Ben milyonlarca kelime güzel ve bilgece satırlar okumuş olabilirim, milyonlarca güzel söz de işitmiş, milyonlarca kez de ‘öyle davranmama’ konusunda uyarılar almış da ve yine milyonlarca yıldızdan daha büyük bir ruhumda olabilir. Ama ben şu anda bir İnsan’ım. Sevdiğim kadar nefret edebilirim de, herkesi sevsem bile sevilmeyebilirim de, sevgiyle sarıldığım insanlar birgün beni itebilir de ve ben onlara kırılsam bile zamanla affedebilirim de (ama kin tutma hakkımı saklı tutabilirim de), çok öfkelenebilirim ayrıca bol bol küfredebilirim de (zaten ediyom), gülümsediğim kadar somurtabilirim de ve hatta mutsuz olmaya da hakkım var benim. Insanları şımartmaya sevdiğim kadar şımartılabilirim de, ayrıca ego yapıp g.tü kalkık kalkık gezebilirim de hatta başkalarına tepeden bakmaktan zevk alıyorsam bunu yapabilirim de, size bunlar ters mi geliyor; inanın bunlar size ters gelebilir ve benim umrumda olmayabilir de… Evrene sonuna kadar güvendiğim halde yarın işimden olabilirim ve aylarca işsiz gezebilirim de, hatta kapımın önünde silahla tehdit edilebilirim de. (Aslında olan herşeyin nedenini iyi biliyorum, ama bazen düşünmek istemeyebilirim de) Ay sıkıntı geldi di mi? Tamam kesiyorum, anlamışsınızdır… 🙂

Ama tekrarlıyorum arkadaşlar, siz birşeyleri yapmaya çalıştıkça batıyorsunuz ve beceremiyorsunuz. En basitinden birilerini “affettim” demekle affedilmiyor, onu sadece içinizde biryerlere tıkıyorsunuz ve affetmiş rolü yapıyorsunuz. Zamanı gelince affedebiliyorsunuz cidden ve bir bakıyorsunuz kızgınlığınızdan eser bile yok, ama püf noktası cümlenin başında “zamanı gelince”. Tüm bu tecrübelerimden aldığım şey şu oldu: bu dünyada herşey ama herşey cidden “olabiliyor”, bunlardan gerekli dersleri çıkartıp, almamız gerekeni alalım gibi bir lafta etmek istemiyorum, çünkü burası bir okul değil; sınav da yok. Sadece deneyimliyoruz, tıpkı öpüşmeyi deneyimlediğimiz gibi yada sevişmeyi. Siz sevişmenin sadece belli bir cinsel aktivite olduğunu düşünmüyordunuz umarım. Siz hiç “ihanet” kavramıyla seviştiniz mi? Az buçuk tecavüz gibi oluyor, ama o da size tensel, tinsel duygular yaşattırıyor. Ayrıca tüm sihir, evrenin kurulu olduğu şu iki kelime üzerinde; “Zamanı gelince…”

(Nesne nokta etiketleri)
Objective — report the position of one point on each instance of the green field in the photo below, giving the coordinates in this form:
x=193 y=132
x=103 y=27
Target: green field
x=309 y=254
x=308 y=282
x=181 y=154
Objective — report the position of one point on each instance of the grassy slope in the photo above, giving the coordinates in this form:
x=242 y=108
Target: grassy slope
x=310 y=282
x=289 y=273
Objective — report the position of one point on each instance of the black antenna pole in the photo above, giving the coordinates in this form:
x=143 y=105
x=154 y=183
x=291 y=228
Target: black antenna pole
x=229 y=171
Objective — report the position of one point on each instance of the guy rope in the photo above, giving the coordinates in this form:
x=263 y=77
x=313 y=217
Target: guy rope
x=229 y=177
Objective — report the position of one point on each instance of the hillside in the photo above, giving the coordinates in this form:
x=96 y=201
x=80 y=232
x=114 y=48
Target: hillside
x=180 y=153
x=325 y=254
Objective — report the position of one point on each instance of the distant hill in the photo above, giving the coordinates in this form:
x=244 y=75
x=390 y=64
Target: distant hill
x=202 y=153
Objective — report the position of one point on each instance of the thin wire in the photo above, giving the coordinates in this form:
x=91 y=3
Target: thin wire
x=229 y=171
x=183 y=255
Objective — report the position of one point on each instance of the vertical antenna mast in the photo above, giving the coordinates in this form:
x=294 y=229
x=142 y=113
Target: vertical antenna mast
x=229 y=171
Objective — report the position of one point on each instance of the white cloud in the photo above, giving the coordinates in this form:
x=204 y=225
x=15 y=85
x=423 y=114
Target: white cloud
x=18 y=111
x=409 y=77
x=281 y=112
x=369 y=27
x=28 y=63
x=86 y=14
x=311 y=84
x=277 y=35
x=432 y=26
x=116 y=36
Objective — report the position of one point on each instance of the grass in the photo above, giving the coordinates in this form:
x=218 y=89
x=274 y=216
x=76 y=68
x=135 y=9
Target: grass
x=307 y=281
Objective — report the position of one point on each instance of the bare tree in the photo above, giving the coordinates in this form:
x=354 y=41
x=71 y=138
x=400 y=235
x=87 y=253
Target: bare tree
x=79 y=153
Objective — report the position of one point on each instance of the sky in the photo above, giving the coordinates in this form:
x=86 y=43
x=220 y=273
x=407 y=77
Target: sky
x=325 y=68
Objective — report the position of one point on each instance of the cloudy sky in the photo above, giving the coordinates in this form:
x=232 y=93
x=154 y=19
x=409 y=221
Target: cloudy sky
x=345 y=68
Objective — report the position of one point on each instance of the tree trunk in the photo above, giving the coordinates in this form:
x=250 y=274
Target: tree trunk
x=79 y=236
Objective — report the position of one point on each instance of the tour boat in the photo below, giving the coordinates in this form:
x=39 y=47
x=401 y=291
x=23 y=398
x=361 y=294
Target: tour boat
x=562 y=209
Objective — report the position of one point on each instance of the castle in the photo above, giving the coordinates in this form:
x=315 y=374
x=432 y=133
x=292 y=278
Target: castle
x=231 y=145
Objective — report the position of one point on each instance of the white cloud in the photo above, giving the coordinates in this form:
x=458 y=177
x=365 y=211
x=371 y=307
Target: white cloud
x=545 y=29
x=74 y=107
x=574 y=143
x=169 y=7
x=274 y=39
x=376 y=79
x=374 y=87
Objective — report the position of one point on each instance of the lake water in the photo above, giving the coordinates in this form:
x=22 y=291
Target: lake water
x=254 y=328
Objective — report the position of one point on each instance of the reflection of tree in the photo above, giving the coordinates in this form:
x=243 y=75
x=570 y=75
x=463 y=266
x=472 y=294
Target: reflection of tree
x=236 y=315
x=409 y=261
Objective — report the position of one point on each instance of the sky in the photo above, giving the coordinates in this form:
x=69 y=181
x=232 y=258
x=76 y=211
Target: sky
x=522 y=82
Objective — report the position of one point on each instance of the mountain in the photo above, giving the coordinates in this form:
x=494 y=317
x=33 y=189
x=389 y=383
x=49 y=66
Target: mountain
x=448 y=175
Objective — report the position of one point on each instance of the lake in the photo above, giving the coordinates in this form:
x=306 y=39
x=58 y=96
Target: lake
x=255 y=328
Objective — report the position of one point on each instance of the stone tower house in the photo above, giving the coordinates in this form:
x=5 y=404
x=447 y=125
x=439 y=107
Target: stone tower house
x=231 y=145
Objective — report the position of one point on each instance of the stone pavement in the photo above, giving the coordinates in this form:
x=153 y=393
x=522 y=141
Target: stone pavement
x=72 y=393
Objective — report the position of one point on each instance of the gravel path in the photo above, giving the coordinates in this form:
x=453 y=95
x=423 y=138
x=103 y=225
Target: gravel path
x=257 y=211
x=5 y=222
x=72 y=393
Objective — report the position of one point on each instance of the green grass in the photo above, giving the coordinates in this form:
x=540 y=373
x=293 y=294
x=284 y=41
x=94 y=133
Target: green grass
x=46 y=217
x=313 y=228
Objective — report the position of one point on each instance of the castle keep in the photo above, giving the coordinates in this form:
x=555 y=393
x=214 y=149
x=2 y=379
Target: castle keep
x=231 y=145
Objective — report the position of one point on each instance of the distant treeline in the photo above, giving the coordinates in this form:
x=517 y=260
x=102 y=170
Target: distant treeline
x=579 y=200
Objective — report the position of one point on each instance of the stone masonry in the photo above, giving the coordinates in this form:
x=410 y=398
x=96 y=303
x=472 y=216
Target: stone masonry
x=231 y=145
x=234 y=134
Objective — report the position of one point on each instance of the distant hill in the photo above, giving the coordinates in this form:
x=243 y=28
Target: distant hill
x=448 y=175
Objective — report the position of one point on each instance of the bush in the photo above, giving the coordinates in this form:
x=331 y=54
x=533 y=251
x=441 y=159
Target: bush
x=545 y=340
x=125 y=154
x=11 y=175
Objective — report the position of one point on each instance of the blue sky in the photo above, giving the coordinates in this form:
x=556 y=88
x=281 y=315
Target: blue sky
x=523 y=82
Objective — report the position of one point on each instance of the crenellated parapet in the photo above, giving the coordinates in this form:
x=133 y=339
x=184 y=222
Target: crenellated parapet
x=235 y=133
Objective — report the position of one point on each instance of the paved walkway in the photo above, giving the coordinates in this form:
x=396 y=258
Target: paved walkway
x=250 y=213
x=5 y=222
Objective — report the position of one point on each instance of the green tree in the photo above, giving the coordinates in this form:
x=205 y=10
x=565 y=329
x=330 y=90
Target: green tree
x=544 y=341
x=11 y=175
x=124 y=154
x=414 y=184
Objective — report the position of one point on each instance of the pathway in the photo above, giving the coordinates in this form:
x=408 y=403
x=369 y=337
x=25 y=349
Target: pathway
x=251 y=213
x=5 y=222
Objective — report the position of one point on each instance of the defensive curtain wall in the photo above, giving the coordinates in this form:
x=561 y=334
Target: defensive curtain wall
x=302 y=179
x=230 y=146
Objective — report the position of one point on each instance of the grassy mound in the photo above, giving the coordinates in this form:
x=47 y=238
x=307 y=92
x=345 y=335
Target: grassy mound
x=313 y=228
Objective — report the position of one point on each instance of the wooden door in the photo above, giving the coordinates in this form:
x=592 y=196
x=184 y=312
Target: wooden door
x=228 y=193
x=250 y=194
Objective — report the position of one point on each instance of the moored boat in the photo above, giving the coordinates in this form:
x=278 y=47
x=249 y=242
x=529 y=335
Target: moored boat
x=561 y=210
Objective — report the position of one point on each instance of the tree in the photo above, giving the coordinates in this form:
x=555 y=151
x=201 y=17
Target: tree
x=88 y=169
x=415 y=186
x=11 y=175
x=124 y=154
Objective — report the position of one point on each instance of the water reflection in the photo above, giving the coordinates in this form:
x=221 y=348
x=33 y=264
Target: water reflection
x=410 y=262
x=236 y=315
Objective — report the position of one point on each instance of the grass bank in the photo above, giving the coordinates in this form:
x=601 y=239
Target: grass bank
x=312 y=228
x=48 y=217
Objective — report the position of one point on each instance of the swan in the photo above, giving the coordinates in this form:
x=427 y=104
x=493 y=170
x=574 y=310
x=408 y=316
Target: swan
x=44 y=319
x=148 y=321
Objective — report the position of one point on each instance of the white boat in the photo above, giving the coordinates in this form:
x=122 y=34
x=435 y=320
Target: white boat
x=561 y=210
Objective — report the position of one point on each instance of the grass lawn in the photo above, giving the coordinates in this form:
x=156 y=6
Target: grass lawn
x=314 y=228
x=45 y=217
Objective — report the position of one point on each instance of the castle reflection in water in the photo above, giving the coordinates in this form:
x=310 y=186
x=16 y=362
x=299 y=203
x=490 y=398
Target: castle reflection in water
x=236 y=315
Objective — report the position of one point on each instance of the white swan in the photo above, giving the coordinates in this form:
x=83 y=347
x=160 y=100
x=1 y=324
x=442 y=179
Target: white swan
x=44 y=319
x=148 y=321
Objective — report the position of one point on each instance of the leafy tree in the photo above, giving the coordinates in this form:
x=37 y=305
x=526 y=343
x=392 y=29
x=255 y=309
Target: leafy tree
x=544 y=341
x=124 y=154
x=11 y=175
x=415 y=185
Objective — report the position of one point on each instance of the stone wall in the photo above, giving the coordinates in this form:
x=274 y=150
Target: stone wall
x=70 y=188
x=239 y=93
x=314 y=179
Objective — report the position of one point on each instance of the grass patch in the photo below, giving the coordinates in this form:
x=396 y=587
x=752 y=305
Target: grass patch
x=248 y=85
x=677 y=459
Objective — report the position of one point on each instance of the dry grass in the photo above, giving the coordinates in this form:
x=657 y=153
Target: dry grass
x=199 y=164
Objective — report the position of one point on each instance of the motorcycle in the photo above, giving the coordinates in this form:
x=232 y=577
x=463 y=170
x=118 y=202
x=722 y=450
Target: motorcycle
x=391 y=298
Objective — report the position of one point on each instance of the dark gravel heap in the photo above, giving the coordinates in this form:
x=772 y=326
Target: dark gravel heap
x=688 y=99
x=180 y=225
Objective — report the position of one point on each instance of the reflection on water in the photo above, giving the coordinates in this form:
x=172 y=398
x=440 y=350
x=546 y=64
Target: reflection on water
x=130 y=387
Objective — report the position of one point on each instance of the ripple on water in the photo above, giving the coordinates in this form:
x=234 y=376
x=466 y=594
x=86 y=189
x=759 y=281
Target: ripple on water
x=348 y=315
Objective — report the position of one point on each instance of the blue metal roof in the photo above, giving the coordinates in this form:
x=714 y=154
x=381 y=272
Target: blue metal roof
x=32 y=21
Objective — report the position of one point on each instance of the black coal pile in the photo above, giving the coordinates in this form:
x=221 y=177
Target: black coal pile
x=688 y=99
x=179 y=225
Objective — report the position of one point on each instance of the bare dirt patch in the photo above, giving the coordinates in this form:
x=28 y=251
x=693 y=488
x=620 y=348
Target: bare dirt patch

* **İstenenler**:
**1)** Metne dayanarak aşağıdaki soruları yanıtlayın:
(a) Yazar, işinden olursa ne kadar süre işsiz gezebileceğini söylüyor?
(b) Yazara göre gerçekten affetmenin püf noktası cümlenin başındaki hangi ifadedir?
(c) Yazar, burasının bir okul olmadığını söyledikten sonra başka neyin de olmadığını ekliyor?
**2)** Metinde "milyonlarca" sözcüğünün geçtiği bütün ifadeleri metindeki sırasıyla yazın.
Kayıtların bu çalışmada hiçbir işlevi yoktur.

* **Alıştırma Çözümleri**:
**1)**
(a) Aylarca.
(b) "Zamanı gelince."
(c) Sınav.

**2)**
1. milyonlarca kelime güzel ve bilgece satırlar okumuş
2. milyonlarca güzel söz de işitmiş
3. milyonlarca kez de ‘öyle davranmama’ konusunda uyarılar almış
4. milyonlarca yıldızdan daha büyük bir ruh